Data listing =
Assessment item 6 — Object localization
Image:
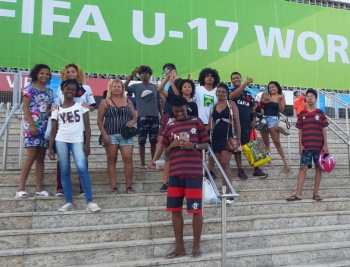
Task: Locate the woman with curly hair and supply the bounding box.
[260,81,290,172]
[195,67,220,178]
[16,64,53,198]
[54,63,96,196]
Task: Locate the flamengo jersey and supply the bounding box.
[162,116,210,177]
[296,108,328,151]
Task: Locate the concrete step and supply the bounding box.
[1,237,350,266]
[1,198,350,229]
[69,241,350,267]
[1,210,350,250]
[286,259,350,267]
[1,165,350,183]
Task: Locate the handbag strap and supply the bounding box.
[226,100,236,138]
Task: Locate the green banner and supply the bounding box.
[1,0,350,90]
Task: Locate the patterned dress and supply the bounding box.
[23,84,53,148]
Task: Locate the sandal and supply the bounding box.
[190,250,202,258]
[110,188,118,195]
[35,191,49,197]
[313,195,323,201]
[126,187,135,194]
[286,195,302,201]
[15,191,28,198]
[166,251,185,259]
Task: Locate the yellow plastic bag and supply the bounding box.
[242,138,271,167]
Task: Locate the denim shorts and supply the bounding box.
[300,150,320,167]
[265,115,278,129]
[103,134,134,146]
==
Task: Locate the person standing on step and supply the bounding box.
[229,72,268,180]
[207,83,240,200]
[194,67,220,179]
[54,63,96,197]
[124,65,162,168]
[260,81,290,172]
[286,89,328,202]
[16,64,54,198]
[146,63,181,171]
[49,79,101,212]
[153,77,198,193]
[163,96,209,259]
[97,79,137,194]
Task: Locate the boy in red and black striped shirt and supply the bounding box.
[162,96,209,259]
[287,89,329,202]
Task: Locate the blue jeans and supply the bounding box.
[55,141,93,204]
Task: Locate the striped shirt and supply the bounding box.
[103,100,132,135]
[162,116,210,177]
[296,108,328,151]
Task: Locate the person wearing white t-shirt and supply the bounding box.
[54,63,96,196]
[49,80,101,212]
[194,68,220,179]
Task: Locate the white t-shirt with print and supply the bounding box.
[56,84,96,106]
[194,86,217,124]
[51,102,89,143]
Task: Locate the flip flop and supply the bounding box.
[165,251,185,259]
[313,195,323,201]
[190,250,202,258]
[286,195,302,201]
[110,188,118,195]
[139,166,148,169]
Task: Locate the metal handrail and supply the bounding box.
---
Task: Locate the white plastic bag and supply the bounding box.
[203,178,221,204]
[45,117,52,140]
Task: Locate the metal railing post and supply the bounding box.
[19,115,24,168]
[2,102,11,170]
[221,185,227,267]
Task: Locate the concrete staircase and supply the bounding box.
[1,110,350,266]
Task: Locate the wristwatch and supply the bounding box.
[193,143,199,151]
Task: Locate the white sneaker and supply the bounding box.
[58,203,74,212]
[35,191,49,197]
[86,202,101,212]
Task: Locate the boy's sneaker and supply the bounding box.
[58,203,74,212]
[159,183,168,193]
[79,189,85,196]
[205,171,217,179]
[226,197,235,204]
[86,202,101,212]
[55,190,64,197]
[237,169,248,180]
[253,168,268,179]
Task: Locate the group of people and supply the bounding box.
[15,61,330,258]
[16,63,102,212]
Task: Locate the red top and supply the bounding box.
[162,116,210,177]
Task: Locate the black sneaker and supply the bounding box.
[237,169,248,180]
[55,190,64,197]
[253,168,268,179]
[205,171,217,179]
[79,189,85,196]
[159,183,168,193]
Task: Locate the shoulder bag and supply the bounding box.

Task = Set down, exactly as they stand above, the lines starting with the line with "Task: Locate the black" and going on through the line with "Task: Locate the shoulder", and no others.

Solution to this task =
Task: Locate the black sneaker and supply the bounding box.
[237,169,248,180]
[55,190,64,197]
[253,168,268,179]
[205,171,217,179]
[79,189,85,196]
[159,183,168,193]
Task: Locate the shoulder bag and supply the bounding box.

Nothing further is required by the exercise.